__Excerpt to read__:
■ ■ ■ ■ ■

How has photography affected your life?

everytime im outside and sun is hitting something in a way that i like i take picture so i could share it with other people. i notice things a lot more, and i pay attention to every detail, sometimes it get weird :)
 
Besides making me broke? :lol:

I have been shooting photographer since the mid 80s... since the first day I picked up my Pentax K1000 for my HS class I was hooked... and loved the darkroom work as well as I did the actual picture taking...

While in the army my gear got stolen while on deployment so for a couple years I went without and there was definately something missing...

Last few years though I went back in with a full head of steam and I cant be happier again... photography is about capturing moments as much as it is capturing thoughts, feelings, and pushing myself to be good...

There is no such thing as a bad day of photography...
 
Somehow, I just don't feel complete without my camera. Ever since I got my Minotla, it automatically felt like it was a part of me. Right now, I am limited by my lack of adequate income to truly build up my stock of toys that I want. When I have my camera, I am constantly thinking about how the world looks through the viewfinder and how can I share that image with everyone else. I have always felt drawn to capturing events more than I have to making art if that makes any sense. And in this day and age, there is so much to capture and not enough time to do it.
 
Photography has been part of my life for the past 30 years. Photography has been my source of creative and artistic release, it has helped me see the beauty in this world that many people miss, and it has been the key in my remaining sane all these years.
 
I first got into photography over 20 years ago through my love for soccer. I would go to local soccer games with a cheap cartridge camera I got one Christmas and take the pics thinking at the time they would come out good but they were always blurry or there would be a colour cast or the players would be further away and smaller in the frame than I expected. I was always disappointed. Then one Christmas time having just got paid I wondered into a newsagent and came across a double edition of Amateur Photographer (an English mag) and bought it figuring that it might give me some clues as to what I was doing wrong. I took the mag home and read it literally from cover to cover and was hooked from that moment on! I'd no idea until then just how much was involved in photography.
I bought a Minolta compact camera first and liked the results then went on to buy a second hand Practika which I loved. I've never looked back since.
One of the things I love most about being a photographer is it really makes you SEE things! You notice the quality of light at certain times of day. You really see the sunset and the way the setting sun gives everything such a nice glow. Picking up that magazine is one of the best things I ever did and I wouldn't change it for anything.
 
I think I first got interested in photography when I was 10 and we visited the South of France. My mom was all over the place, photographing chateaus and cute little towns. I always dragged along behind her, begging for a turn with the camera. But even more than that, I wanted my own camera. I would settle with a disposable camera--- I just wanted photos to call my own.

■ ■ ■ ■ ■

__Recorded data__:
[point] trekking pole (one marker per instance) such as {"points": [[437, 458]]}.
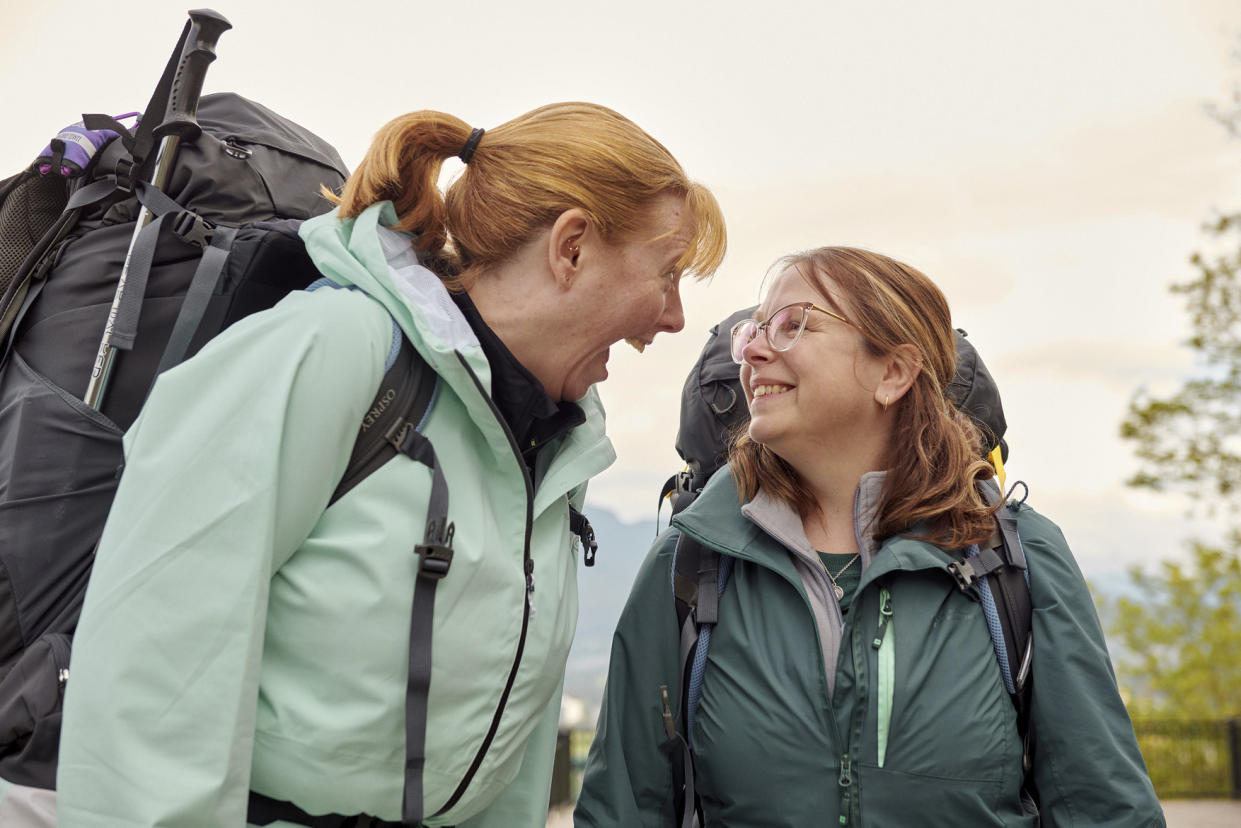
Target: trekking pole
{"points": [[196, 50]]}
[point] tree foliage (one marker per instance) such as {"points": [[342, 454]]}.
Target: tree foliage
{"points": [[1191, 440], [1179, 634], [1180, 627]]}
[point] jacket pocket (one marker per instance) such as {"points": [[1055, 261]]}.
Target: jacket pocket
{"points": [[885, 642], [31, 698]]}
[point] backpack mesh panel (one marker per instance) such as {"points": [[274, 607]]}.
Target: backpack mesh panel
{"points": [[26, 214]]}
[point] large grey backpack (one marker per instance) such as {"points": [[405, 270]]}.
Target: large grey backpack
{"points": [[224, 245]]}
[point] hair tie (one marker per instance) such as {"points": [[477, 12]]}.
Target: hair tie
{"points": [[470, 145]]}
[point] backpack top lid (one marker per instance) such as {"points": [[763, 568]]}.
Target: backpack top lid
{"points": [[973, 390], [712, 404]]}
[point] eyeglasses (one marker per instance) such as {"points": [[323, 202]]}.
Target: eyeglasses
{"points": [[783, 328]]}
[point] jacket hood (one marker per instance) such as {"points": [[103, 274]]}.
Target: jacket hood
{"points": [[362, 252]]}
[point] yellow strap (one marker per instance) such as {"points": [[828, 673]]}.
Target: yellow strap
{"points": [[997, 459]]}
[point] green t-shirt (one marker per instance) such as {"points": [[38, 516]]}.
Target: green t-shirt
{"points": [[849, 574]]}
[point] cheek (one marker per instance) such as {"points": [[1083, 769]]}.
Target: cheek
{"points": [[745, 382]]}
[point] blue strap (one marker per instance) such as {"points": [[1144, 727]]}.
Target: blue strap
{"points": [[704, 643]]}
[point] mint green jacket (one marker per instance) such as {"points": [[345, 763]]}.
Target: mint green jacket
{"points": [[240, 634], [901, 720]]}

■ ■ ■ ■ ■

__Written task 1__:
List each phrase in the photography thread where a poster says when they started taking photos or how long photography has been part of their life.
__Written task 2__:
Extend the photography thread by continuing the last post after its final sentence.

__Exercise result 1__:
- "since the mid 80s"
- "for the past 30 years"
- "over 20 years ago"
- "when I was 10"

__Exercise result 2__:
About two years after that, I received a Canon Powershot P&S for Christmas. I hadn't asked for one, but I remember that I was ecstatic. I immediately went and took pictures of my room, of my pets. They weren't much-- but for a 12 year old, I was excited.

Then there was a grace period, between that Christmas and August of the next year. I hardly took out the camera again until my Alaskan cruise in August. That's when I started taking "real" photographs, besides just landscape shots. Yeah, I got beautiful pictures of glaciers and other stuff from the boat, but I also spent a fair amount of time inside the ship with my Canon, taking what I called at the time "abstract photos". Of the chandeliers, of the balcony railing. Et cetera.
On the last day of our trip, when my memory card was full and I had to use the little "16 photo capacity" one for our black bear and whale watching excursion, I dropped my camera, and the case, into the ocean. I was completely devestated, since all of my fun "real" abstract photos were lost, but at least the little 16 photo memory card with the pictures of bears was safe.

Throughout the fall of that year (last year) I borrowed my mom's identical Canon quite a bit. And I actually seemed to take photos-- I'd lie down on the lawn and get macros of the grass. But it was never enough for me.

Christmas of last year, my grandpa forked over $500 for me to spend. The next time we visited BestBuy, I went straight for the cameras. I didn't even know what SLR meant, and all of them cost way over my budget, so I settled with a more advanced version of my Canon. I bought a Kodak Easyshare Z612, which I'm currently using. It's not great, but it'll do for now.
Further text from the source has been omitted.